JOB -
Write out the records again, exactly, leaving none out.

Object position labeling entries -
┏━━

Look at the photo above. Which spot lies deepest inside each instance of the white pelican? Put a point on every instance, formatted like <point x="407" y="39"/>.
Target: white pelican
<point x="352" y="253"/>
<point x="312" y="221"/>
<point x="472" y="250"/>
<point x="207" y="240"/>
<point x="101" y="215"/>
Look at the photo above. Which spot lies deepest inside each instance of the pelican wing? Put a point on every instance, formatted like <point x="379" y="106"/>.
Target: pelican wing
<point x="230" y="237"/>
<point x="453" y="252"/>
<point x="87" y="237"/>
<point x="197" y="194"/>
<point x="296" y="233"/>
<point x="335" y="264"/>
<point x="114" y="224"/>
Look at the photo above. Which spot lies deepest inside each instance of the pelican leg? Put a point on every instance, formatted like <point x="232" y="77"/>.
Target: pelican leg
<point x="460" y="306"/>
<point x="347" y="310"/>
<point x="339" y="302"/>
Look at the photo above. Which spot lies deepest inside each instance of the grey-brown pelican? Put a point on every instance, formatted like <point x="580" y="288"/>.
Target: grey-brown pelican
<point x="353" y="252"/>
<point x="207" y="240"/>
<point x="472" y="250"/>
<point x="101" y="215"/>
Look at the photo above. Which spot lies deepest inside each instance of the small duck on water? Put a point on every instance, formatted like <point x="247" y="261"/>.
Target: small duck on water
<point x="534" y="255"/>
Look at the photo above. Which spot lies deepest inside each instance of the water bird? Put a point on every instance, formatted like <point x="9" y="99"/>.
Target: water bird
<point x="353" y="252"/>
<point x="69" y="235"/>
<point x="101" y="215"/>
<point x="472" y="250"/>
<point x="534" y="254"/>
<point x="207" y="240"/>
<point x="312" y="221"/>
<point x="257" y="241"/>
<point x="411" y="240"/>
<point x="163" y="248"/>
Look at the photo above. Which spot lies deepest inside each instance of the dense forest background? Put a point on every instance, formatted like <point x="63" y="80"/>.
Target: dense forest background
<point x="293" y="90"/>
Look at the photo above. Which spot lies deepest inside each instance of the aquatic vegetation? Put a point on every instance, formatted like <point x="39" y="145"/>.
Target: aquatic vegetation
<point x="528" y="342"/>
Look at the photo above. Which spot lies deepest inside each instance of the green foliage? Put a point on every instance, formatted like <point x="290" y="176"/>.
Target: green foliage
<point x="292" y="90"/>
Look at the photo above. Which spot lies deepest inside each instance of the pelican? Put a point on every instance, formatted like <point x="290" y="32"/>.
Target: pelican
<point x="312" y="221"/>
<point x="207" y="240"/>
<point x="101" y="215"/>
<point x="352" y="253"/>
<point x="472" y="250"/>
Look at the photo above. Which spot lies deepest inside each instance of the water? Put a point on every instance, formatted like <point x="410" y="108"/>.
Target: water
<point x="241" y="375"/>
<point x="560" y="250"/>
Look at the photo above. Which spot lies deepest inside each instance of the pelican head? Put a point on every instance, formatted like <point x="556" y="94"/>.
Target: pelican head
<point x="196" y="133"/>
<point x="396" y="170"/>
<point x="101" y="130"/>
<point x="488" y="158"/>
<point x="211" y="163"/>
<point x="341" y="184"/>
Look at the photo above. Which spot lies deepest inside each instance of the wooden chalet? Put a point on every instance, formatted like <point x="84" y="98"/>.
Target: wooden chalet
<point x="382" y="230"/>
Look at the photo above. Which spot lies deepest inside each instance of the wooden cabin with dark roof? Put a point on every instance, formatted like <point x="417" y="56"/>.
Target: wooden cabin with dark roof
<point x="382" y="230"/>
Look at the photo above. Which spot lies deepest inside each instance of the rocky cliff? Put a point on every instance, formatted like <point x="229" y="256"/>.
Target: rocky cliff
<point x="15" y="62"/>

┗━━

SOLUTION TO THIS PROBLEM -
Look at the photo above. Which spot lies deepest inside each instance of the white pelican? Put a point on every instance, formatted like <point x="407" y="39"/>.
Target: white pelican
<point x="352" y="253"/>
<point x="312" y="221"/>
<point x="472" y="250"/>
<point x="207" y="240"/>
<point x="101" y="215"/>
Look at the photo above. Which spot lies deepest inside each instance of the pelican wing? Put a point on every instance, formatted like <point x="379" y="106"/>.
Target: pelican wing
<point x="230" y="237"/>
<point x="453" y="252"/>
<point x="87" y="237"/>
<point x="197" y="194"/>
<point x="296" y="233"/>
<point x="335" y="264"/>
<point x="114" y="224"/>
Look at the photo above. Which spot lies deepest inside each instance of the pelican leg? Put a point on every instance, formatted like <point x="232" y="77"/>.
Target: pelican leg
<point x="460" y="306"/>
<point x="347" y="310"/>
<point x="339" y="302"/>
Look at the photo above. Which spot lies deepest inside each instance of the grey-brown pelican? Put a point on every instance, formatted like <point x="580" y="288"/>.
Target: grey-brown pelican
<point x="353" y="252"/>
<point x="207" y="240"/>
<point x="472" y="250"/>
<point x="101" y="215"/>
Look at the photo above. Which spot lies deepest inside each instance of the small duck on water? Put a point on every instance, formatted like <point x="247" y="261"/>.
Target: small duck on water
<point x="534" y="255"/>
Look at the photo above. Which spot lies deepest inside each instance of the water bird? Put a point on every instance, formatted like <point x="9" y="99"/>.
Target: water bird
<point x="353" y="252"/>
<point x="69" y="235"/>
<point x="101" y="215"/>
<point x="472" y="250"/>
<point x="534" y="254"/>
<point x="207" y="240"/>
<point x="312" y="221"/>
<point x="257" y="241"/>
<point x="411" y="240"/>
<point x="163" y="248"/>
Look at the photo above. Which spot lies deepest inside each instance of the dense forest background? Put a point on every instance, formatted like <point x="63" y="80"/>.
Target: dense forest background
<point x="293" y="90"/>
Look at the photo above. Which spot lies deepest inside each instance of the aquatic vegetation? Put a point on every instance, formatted like <point x="39" y="145"/>.
Target: aquatic vegetation
<point x="528" y="342"/>
Look at the photo above. Which spot lies deepest inside each instance of the green foliage? Put a point on every instance, formatted like <point x="290" y="176"/>.
Target: green foliage
<point x="292" y="90"/>
Look at the photo above. Which spot lies deepest inside each instance of the pelican? Put a point on every instance, formatted like <point x="290" y="32"/>.
Target: pelican
<point x="312" y="221"/>
<point x="207" y="240"/>
<point x="101" y="215"/>
<point x="352" y="253"/>
<point x="472" y="250"/>
Look at the photo above. Which spot lies deepest inside each instance of the water? Put a point on every instance, formatted like <point x="410" y="108"/>.
Target: water
<point x="241" y="375"/>
<point x="560" y="250"/>
Look at the photo above. Which spot lies deepest inside each instance of the pelican head? Put a point on every instance, formatted like <point x="556" y="94"/>.
Target: pelican head
<point x="196" y="133"/>
<point x="396" y="170"/>
<point x="101" y="130"/>
<point x="488" y="158"/>
<point x="211" y="163"/>
<point x="341" y="184"/>
Look at the photo above. Which spot lies deepest inside each instance of the wooden chalet? Put a point on every instance, formatted like <point x="84" y="98"/>.
Target: wooden chalet
<point x="382" y="230"/>
Look at the photo above. Which spot lies deepest inside each instance of the wooden cabin with dark roof? Put a point on every instance, formatted like <point x="417" y="56"/>.
Target: wooden cabin with dark roof
<point x="382" y="230"/>
Look at the photo above. Which spot lies deepest inside each instance of the rocky cliff? Put a point on every instance, formatted like <point x="229" y="256"/>.
Target: rocky cliff
<point x="15" y="62"/>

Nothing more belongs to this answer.